(GIVEN TASK): Reproduce the items from the line containing "[locate] bread crust" through the end of the items, changing "onion ring" to "onion slice" and leaving everything else exactly the same.

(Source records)
↓↓↓
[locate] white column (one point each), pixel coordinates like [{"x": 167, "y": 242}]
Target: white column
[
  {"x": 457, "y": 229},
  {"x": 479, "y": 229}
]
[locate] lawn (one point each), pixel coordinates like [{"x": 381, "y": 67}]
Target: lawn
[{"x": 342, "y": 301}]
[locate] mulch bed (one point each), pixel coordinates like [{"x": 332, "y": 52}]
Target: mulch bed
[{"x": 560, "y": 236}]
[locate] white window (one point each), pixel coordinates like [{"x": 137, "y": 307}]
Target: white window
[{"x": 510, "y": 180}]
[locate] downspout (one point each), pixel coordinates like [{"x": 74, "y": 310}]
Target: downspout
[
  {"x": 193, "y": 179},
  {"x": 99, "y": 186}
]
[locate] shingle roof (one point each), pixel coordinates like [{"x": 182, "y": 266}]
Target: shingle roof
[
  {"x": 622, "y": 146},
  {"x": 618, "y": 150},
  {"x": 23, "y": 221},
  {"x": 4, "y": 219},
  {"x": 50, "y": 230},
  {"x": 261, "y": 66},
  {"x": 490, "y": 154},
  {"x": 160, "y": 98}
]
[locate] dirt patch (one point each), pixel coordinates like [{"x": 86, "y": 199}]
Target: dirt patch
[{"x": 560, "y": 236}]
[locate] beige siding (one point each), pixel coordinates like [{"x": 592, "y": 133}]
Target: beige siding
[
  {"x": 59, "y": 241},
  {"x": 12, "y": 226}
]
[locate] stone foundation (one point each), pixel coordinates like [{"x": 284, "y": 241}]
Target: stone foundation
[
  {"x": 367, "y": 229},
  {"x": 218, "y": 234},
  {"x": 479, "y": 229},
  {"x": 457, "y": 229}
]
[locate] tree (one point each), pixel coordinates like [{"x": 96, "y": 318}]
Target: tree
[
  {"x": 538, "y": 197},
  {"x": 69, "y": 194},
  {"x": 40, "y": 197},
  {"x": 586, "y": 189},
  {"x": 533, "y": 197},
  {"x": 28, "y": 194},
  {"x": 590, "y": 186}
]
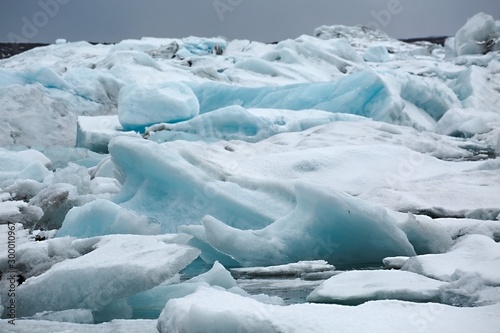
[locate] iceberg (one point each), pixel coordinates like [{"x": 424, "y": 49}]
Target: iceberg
[
  {"x": 103, "y": 217},
  {"x": 471, "y": 254},
  {"x": 140, "y": 106},
  {"x": 212, "y": 310},
  {"x": 325, "y": 224},
  {"x": 357, "y": 287},
  {"x": 110, "y": 268},
  {"x": 478, "y": 36}
]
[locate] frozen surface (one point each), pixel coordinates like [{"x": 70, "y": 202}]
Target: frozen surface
[
  {"x": 301, "y": 268},
  {"x": 95, "y": 133},
  {"x": 325, "y": 224},
  {"x": 472, "y": 254},
  {"x": 102, "y": 217},
  {"x": 356, "y": 287},
  {"x": 478, "y": 36},
  {"x": 108, "y": 268},
  {"x": 141, "y": 106},
  {"x": 211, "y": 310},
  {"x": 347, "y": 147}
]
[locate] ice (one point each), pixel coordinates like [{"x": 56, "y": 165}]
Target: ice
[
  {"x": 212, "y": 310},
  {"x": 250, "y": 125},
  {"x": 46, "y": 77},
  {"x": 25, "y": 164},
  {"x": 460, "y": 227},
  {"x": 301, "y": 268},
  {"x": 465, "y": 123},
  {"x": 471, "y": 254},
  {"x": 153, "y": 301},
  {"x": 78, "y": 316},
  {"x": 347, "y": 147},
  {"x": 95, "y": 133},
  {"x": 41, "y": 326},
  {"x": 395, "y": 262},
  {"x": 140, "y": 106},
  {"x": 478, "y": 36},
  {"x": 426, "y": 235},
  {"x": 102, "y": 217},
  {"x": 356, "y": 287},
  {"x": 175, "y": 188},
  {"x": 325, "y": 224},
  {"x": 377, "y": 54},
  {"x": 97, "y": 86},
  {"x": 112, "y": 268}
]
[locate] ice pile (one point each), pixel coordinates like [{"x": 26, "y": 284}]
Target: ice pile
[{"x": 225, "y": 186}]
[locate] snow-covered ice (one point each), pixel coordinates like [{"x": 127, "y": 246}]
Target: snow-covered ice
[
  {"x": 356, "y": 287},
  {"x": 207, "y": 185},
  {"x": 212, "y": 310}
]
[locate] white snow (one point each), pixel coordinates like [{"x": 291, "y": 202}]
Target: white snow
[
  {"x": 111, "y": 267},
  {"x": 356, "y": 287},
  {"x": 212, "y": 310},
  {"x": 140, "y": 106},
  {"x": 219, "y": 180}
]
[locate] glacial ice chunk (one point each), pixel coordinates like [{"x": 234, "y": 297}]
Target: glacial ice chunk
[
  {"x": 250, "y": 125},
  {"x": 140, "y": 106},
  {"x": 212, "y": 310},
  {"x": 356, "y": 287},
  {"x": 471, "y": 254},
  {"x": 113, "y": 268},
  {"x": 376, "y": 54},
  {"x": 95, "y": 133},
  {"x": 102, "y": 217},
  {"x": 26, "y": 164},
  {"x": 326, "y": 224},
  {"x": 477, "y": 36},
  {"x": 426, "y": 235}
]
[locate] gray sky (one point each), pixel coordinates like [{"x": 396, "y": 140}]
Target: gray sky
[{"x": 262, "y": 20}]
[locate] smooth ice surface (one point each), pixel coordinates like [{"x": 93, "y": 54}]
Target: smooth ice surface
[
  {"x": 40, "y": 326},
  {"x": 394, "y": 262},
  {"x": 294, "y": 269},
  {"x": 471, "y": 254},
  {"x": 26, "y": 164},
  {"x": 426, "y": 235},
  {"x": 103, "y": 217},
  {"x": 325, "y": 224},
  {"x": 477, "y": 36},
  {"x": 111, "y": 267},
  {"x": 211, "y": 310},
  {"x": 250, "y": 125},
  {"x": 356, "y": 287},
  {"x": 94, "y": 133},
  {"x": 140, "y": 106},
  {"x": 175, "y": 187},
  {"x": 394, "y": 147}
]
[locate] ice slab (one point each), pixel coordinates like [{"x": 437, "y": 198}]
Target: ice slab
[
  {"x": 477, "y": 36},
  {"x": 140, "y": 106},
  {"x": 112, "y": 268},
  {"x": 41, "y": 326},
  {"x": 250, "y": 125},
  {"x": 394, "y": 262},
  {"x": 356, "y": 287},
  {"x": 94, "y": 133},
  {"x": 325, "y": 224},
  {"x": 103, "y": 217},
  {"x": 174, "y": 186},
  {"x": 211, "y": 310},
  {"x": 25, "y": 164},
  {"x": 471, "y": 254},
  {"x": 298, "y": 269}
]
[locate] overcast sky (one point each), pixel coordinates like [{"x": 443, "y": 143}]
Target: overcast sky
[{"x": 262, "y": 20}]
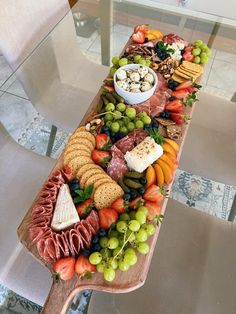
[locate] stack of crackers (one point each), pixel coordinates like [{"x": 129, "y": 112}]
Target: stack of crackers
[
  {"x": 77, "y": 156},
  {"x": 187, "y": 71}
]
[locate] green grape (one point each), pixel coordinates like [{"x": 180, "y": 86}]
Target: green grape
[
  {"x": 132, "y": 214},
  {"x": 140, "y": 217},
  {"x": 113, "y": 233},
  {"x": 121, "y": 107},
  {"x": 142, "y": 114},
  {"x": 146, "y": 120},
  {"x": 139, "y": 124},
  {"x": 130, "y": 235},
  {"x": 123, "y": 266},
  {"x": 112, "y": 71},
  {"x": 197, "y": 59},
  {"x": 112, "y": 243},
  {"x": 105, "y": 252},
  {"x": 95, "y": 258},
  {"x": 108, "y": 117},
  {"x": 108, "y": 123},
  {"x": 121, "y": 226},
  {"x": 130, "y": 113},
  {"x": 142, "y": 61},
  {"x": 150, "y": 229},
  {"x": 110, "y": 107},
  {"x": 204, "y": 60},
  {"x": 130, "y": 126},
  {"x": 100, "y": 266},
  {"x": 115, "y": 127},
  {"x": 124, "y": 217},
  {"x": 143, "y": 209},
  {"x": 124, "y": 130},
  {"x": 196, "y": 52},
  {"x": 198, "y": 43},
  {"x": 130, "y": 259},
  {"x": 103, "y": 242},
  {"x": 118, "y": 250},
  {"x": 117, "y": 115},
  {"x": 141, "y": 235},
  {"x": 134, "y": 225},
  {"x": 123, "y": 61},
  {"x": 115, "y": 60},
  {"x": 109, "y": 273},
  {"x": 137, "y": 58},
  {"x": 143, "y": 248},
  {"x": 130, "y": 250},
  {"x": 126, "y": 120},
  {"x": 113, "y": 263}
]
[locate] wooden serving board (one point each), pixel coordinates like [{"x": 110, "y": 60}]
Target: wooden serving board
[{"x": 62, "y": 292}]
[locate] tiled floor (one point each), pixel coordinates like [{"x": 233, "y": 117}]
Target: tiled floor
[{"x": 31, "y": 130}]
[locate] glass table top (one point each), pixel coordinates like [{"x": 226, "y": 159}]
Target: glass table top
[{"x": 60, "y": 78}]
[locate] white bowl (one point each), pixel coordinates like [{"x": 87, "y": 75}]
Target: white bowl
[{"x": 135, "y": 98}]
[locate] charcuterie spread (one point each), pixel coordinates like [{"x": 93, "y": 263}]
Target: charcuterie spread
[{"x": 97, "y": 212}]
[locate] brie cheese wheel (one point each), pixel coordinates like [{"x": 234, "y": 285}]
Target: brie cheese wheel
[
  {"x": 65, "y": 213},
  {"x": 143, "y": 155}
]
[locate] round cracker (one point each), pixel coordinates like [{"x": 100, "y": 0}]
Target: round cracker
[
  {"x": 95, "y": 179},
  {"x": 77, "y": 146},
  {"x": 89, "y": 174},
  {"x": 85, "y": 168},
  {"x": 74, "y": 153},
  {"x": 78, "y": 162},
  {"x": 106, "y": 193}
]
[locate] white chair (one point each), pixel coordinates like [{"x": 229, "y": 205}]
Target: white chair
[
  {"x": 22, "y": 173},
  {"x": 192, "y": 270}
]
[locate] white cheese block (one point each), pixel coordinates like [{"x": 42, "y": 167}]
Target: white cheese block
[
  {"x": 143, "y": 155},
  {"x": 65, "y": 213}
]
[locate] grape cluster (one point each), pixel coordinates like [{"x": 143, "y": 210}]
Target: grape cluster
[{"x": 122, "y": 242}]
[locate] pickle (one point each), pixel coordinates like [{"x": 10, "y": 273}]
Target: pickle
[
  {"x": 111, "y": 98},
  {"x": 105, "y": 100},
  {"x": 100, "y": 105},
  {"x": 123, "y": 186},
  {"x": 132, "y": 184},
  {"x": 118, "y": 97},
  {"x": 134, "y": 174}
]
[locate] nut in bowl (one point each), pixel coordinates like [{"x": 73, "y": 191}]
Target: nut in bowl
[{"x": 135, "y": 83}]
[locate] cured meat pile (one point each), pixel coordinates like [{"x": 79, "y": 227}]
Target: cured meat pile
[
  {"x": 53, "y": 245},
  {"x": 156, "y": 104},
  {"x": 117, "y": 166}
]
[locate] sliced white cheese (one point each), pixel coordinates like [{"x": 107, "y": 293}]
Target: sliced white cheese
[
  {"x": 143, "y": 155},
  {"x": 65, "y": 213}
]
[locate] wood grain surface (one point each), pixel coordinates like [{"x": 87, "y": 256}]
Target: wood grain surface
[{"x": 62, "y": 293}]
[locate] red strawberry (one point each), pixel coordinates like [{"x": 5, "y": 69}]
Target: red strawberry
[
  {"x": 84, "y": 208},
  {"x": 186, "y": 84},
  {"x": 103, "y": 142},
  {"x": 153, "y": 194},
  {"x": 119, "y": 205},
  {"x": 107, "y": 216},
  {"x": 83, "y": 266},
  {"x": 138, "y": 37},
  {"x": 179, "y": 118},
  {"x": 188, "y": 56},
  {"x": 65, "y": 268},
  {"x": 181, "y": 94},
  {"x": 137, "y": 202},
  {"x": 174, "y": 106},
  {"x": 153, "y": 210},
  {"x": 100, "y": 157}
]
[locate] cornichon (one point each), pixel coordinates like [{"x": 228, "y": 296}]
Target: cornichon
[
  {"x": 111, "y": 98},
  {"x": 123, "y": 186},
  {"x": 134, "y": 174},
  {"x": 132, "y": 184},
  {"x": 118, "y": 97}
]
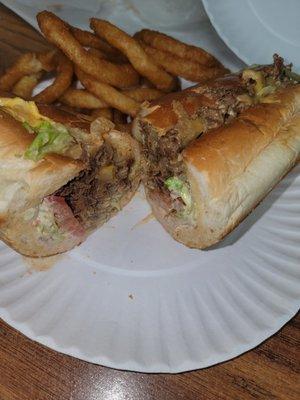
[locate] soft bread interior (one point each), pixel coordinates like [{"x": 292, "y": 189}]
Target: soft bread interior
[{"x": 231, "y": 169}]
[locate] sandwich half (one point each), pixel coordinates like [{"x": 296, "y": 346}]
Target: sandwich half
[
  {"x": 61, "y": 176},
  {"x": 214, "y": 151}
]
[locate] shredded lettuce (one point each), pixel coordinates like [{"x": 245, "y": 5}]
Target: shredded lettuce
[
  {"x": 50, "y": 138},
  {"x": 292, "y": 75},
  {"x": 180, "y": 188}
]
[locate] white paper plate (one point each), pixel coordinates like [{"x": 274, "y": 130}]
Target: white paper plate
[
  {"x": 256, "y": 29},
  {"x": 132, "y": 298}
]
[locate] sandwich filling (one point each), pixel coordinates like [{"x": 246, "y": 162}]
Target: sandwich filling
[
  {"x": 62, "y": 220},
  {"x": 166, "y": 174}
]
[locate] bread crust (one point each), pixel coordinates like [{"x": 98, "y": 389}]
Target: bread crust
[{"x": 232, "y": 168}]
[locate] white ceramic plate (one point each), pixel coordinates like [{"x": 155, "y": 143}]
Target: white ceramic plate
[
  {"x": 256, "y": 29},
  {"x": 132, "y": 298}
]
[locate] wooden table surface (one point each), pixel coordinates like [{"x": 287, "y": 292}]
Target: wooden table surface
[{"x": 29, "y": 371}]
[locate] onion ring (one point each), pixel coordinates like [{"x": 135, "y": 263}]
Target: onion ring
[
  {"x": 135, "y": 54},
  {"x": 89, "y": 39},
  {"x": 26, "y": 64},
  {"x": 142, "y": 93},
  {"x": 187, "y": 69},
  {"x": 109, "y": 94},
  {"x": 58, "y": 33},
  {"x": 164, "y": 42},
  {"x": 103, "y": 112},
  {"x": 81, "y": 98},
  {"x": 61, "y": 83},
  {"x": 24, "y": 87}
]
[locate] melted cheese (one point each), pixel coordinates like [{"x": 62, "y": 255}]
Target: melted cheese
[{"x": 22, "y": 110}]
↑↑↑
(WRITTEN SOLUTION):
[locate] bread crust (one point each), pixel coordinates like [{"x": 98, "y": 389}]
Target: bread crust
[{"x": 232, "y": 168}]
[locate] white ceramic plate (one point each), pixel coordinates like [{"x": 155, "y": 143}]
Target: white ceramic plate
[
  {"x": 256, "y": 29},
  {"x": 132, "y": 298}
]
[locate] wooden table surface (one point each), pixel coordinates like [{"x": 287, "y": 292}]
Target: wooden table surface
[{"x": 29, "y": 371}]
[locate] onion slice (one point each), pixel coordinates like [{"x": 135, "y": 263}]
Target: onion slice
[
  {"x": 135, "y": 54},
  {"x": 89, "y": 39},
  {"x": 26, "y": 64},
  {"x": 142, "y": 93},
  {"x": 187, "y": 69},
  {"x": 109, "y": 94},
  {"x": 58, "y": 33},
  {"x": 164, "y": 42},
  {"x": 103, "y": 112},
  {"x": 81, "y": 98},
  {"x": 61, "y": 83},
  {"x": 24, "y": 87}
]
[locate] melted cheese (one point each), pixel coordinates like [{"x": 62, "y": 255}]
Target: melted cheese
[{"x": 22, "y": 110}]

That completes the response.